#### WHAT THIS TASK INVOLVES:
Transcribe every one of the lines below word for word, leaving the pictures out of your answer.

#### EXERCISE DATA:
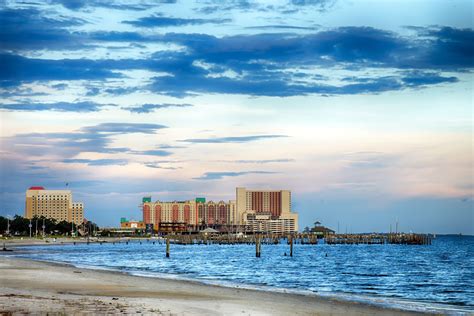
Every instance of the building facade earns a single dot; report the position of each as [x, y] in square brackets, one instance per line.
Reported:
[188, 213]
[55, 204]
[266, 210]
[252, 211]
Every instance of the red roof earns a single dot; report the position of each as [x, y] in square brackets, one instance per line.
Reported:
[36, 188]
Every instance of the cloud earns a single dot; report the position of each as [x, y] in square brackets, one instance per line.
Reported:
[17, 69]
[155, 165]
[226, 5]
[234, 139]
[153, 152]
[30, 29]
[288, 27]
[95, 139]
[82, 4]
[263, 161]
[85, 106]
[123, 128]
[276, 64]
[220, 175]
[162, 21]
[97, 162]
[147, 108]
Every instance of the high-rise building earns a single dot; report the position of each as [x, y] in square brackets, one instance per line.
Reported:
[191, 212]
[252, 211]
[55, 204]
[266, 210]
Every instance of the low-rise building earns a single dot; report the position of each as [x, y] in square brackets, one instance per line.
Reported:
[55, 204]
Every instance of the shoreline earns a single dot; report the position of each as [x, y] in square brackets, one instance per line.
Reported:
[29, 283]
[394, 304]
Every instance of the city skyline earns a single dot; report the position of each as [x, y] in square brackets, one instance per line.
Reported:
[363, 110]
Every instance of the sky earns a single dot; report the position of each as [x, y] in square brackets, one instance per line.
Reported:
[363, 109]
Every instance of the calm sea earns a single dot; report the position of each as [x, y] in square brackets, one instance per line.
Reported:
[435, 278]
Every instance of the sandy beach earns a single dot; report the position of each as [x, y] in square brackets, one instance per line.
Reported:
[31, 287]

#### CORRECT ANSWER:
Every instance of the building facade earns a single dot; report the position of each as [x, y] in square brackets, one instance per line.
Reported:
[188, 213]
[55, 204]
[266, 210]
[252, 211]
Every instance of the red roof earns a single dot; report the position of each as [x, y] in square brackets, one instance per line.
Reported:
[36, 188]
Every instance of the cloud earns a single dot; report the position of each as [x, y] in square brackets, one instance per line.
Reported:
[17, 69]
[155, 165]
[226, 5]
[234, 139]
[153, 152]
[30, 29]
[288, 27]
[95, 139]
[82, 4]
[263, 161]
[85, 106]
[123, 128]
[276, 64]
[220, 175]
[162, 21]
[97, 162]
[147, 108]
Every instance of the high-rise building earns a single dot; report the position of each as [x, y] in square brackets, one instance per line.
Reported:
[191, 212]
[252, 211]
[55, 204]
[266, 210]
Every instance of the low-rise building earns a single dot; report the position of each as [x, y] in square brackets, one instance per line.
Reported:
[55, 204]
Every instance of the shoreline earns a single dot; report the position of each as [x, y] in square brackets, one instance per line.
Reported:
[29, 283]
[394, 304]
Every instance of the city skyline earns a single dot; report the position of each as [x, y] in square brackets, one instance per line.
Reported:
[363, 110]
Every instance of the sky earns a single dot; report the position of each as [x, y] in square brackets, one instance per line.
Reported:
[363, 109]
Every instance of the calm sea earns a single dot; report the position of each as [x, y] in square brackets, one instance per line.
Reported:
[435, 278]
Every instance of the sandy beach earns a single dot; report the position of each as [x, y] in square brackets, one instance per line.
Reported:
[31, 287]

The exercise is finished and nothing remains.